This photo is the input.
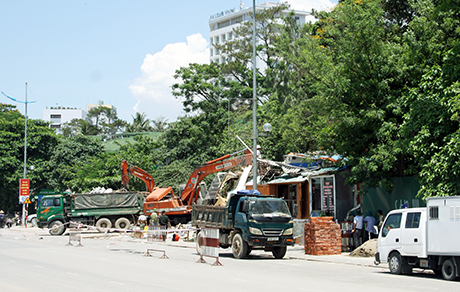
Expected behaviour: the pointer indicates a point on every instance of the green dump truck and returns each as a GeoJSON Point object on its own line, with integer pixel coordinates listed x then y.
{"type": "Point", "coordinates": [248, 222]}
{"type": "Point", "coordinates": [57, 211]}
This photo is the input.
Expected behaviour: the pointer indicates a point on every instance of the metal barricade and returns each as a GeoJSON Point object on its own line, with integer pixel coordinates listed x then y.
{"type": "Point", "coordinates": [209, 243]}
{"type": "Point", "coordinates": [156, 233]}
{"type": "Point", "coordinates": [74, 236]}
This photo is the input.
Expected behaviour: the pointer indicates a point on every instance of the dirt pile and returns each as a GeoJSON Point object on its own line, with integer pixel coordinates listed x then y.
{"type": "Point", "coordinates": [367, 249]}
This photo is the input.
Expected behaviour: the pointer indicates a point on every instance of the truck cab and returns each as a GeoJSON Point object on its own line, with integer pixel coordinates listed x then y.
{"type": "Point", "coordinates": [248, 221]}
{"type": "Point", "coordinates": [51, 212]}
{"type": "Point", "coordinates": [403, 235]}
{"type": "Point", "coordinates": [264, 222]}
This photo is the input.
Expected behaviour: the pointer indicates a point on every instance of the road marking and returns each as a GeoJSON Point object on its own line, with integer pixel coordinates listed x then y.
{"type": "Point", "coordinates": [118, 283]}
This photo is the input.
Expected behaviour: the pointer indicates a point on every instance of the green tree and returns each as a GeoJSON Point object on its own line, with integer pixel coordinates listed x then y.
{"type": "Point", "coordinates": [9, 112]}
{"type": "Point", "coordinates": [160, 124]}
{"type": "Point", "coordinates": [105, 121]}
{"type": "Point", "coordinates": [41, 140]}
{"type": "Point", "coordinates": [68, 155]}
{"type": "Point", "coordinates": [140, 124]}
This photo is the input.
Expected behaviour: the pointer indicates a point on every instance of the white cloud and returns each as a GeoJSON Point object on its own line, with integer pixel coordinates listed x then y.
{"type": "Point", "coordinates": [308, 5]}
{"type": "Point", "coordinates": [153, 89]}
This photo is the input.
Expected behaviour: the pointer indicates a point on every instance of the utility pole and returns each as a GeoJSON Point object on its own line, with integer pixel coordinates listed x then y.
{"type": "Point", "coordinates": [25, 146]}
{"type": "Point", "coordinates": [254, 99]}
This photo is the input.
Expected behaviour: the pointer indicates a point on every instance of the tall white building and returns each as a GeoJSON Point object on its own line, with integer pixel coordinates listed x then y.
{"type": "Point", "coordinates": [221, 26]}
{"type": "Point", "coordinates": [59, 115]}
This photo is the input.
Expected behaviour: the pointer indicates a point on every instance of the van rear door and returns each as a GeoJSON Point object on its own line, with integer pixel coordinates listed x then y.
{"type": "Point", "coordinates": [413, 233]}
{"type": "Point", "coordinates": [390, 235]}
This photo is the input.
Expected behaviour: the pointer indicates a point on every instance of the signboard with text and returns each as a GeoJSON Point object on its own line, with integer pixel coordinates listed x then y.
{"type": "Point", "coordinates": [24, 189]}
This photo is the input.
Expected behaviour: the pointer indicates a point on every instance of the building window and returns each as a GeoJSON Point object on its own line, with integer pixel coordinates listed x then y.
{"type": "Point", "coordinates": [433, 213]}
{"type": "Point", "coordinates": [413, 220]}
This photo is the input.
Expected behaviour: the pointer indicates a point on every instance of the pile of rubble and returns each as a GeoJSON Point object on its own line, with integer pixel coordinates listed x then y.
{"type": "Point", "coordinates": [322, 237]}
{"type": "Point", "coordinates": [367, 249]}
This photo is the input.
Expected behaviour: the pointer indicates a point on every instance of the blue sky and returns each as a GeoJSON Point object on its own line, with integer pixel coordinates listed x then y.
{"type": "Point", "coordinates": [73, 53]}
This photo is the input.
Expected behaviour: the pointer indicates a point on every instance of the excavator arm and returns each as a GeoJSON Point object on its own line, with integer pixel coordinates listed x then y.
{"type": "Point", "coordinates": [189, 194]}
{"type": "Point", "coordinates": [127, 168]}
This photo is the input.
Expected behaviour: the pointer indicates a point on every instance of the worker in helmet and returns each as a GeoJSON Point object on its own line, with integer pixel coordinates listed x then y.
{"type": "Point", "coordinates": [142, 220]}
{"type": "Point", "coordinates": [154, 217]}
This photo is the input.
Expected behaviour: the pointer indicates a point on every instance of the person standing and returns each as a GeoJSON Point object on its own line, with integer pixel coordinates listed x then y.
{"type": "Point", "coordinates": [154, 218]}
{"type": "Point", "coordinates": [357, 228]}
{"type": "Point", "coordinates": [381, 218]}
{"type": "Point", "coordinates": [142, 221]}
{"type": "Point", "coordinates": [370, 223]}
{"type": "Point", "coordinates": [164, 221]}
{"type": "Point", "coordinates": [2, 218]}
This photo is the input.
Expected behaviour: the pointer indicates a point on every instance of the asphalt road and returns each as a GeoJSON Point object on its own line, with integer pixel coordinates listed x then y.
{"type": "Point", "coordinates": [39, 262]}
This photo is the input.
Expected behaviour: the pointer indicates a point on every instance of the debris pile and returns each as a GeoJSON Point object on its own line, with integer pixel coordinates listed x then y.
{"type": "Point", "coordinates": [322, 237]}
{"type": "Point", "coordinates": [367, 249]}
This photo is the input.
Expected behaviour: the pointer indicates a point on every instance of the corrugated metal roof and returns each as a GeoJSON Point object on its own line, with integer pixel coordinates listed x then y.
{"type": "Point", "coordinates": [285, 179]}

- - - - -

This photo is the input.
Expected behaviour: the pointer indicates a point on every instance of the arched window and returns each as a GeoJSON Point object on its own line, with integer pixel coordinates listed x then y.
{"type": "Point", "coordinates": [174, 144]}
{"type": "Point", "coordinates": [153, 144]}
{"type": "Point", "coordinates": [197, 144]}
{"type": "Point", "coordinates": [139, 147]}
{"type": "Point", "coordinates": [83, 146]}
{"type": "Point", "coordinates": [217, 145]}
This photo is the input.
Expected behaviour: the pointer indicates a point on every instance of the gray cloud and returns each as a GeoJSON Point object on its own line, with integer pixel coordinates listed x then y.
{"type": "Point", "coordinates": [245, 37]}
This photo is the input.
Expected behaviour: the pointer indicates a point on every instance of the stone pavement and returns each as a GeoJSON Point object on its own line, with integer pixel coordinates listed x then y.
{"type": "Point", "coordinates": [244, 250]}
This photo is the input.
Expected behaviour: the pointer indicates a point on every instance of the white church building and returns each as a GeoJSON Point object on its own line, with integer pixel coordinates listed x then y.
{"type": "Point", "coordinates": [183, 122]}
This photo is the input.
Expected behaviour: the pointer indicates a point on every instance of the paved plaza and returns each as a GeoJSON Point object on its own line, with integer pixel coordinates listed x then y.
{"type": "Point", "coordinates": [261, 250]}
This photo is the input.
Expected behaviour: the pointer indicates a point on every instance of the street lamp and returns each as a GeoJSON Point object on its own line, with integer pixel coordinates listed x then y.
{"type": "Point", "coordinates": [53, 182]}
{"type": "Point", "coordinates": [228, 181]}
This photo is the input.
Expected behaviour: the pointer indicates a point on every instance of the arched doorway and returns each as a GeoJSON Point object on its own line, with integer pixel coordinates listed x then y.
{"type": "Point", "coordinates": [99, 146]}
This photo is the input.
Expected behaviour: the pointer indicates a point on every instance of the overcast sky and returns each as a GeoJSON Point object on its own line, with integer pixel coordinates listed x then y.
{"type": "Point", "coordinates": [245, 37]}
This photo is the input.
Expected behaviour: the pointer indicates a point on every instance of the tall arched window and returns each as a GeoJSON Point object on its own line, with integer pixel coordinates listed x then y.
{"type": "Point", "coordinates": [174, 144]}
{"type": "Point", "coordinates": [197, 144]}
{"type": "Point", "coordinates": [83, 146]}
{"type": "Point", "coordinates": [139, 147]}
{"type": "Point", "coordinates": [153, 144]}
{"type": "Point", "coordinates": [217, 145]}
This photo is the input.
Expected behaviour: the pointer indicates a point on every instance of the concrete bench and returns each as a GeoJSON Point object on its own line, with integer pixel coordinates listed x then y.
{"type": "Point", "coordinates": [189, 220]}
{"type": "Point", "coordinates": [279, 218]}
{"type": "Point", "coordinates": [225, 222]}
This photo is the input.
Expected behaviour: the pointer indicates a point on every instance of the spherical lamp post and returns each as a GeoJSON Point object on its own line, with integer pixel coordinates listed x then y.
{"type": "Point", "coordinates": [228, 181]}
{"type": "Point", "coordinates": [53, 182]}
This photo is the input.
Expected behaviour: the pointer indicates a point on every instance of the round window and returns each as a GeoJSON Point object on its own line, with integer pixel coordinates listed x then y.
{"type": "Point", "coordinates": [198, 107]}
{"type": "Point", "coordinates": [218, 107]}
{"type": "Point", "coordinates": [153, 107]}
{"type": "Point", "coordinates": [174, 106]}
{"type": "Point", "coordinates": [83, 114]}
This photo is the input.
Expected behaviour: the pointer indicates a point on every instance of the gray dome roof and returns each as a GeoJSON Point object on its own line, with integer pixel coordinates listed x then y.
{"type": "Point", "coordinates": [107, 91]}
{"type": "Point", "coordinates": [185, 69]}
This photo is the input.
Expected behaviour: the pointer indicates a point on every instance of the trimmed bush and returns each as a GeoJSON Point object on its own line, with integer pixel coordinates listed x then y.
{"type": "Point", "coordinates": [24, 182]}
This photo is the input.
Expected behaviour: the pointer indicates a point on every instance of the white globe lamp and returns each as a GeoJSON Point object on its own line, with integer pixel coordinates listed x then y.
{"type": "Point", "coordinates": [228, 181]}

- - - - -

Find each line in the records above that contains the word "building", and copy those lines in full.

Result of this task:
Expected behaviour: the pointer indicates a point on every instance of the tall white building and returns each as a GeoJSON Point object on its own line, with integer pixel coordinates listed x then y.
Expected behaviour: the pointer indicates a point on every instance of the building window and returns each as a GeoJSON Point object on its own line, with integer pixel coordinates listed x then y.
Expected behaviour: the pointer indicates a point on every instance of the white church building and returns each as a GeoJSON Point object on its own line, with integer pixel coordinates listed x then y.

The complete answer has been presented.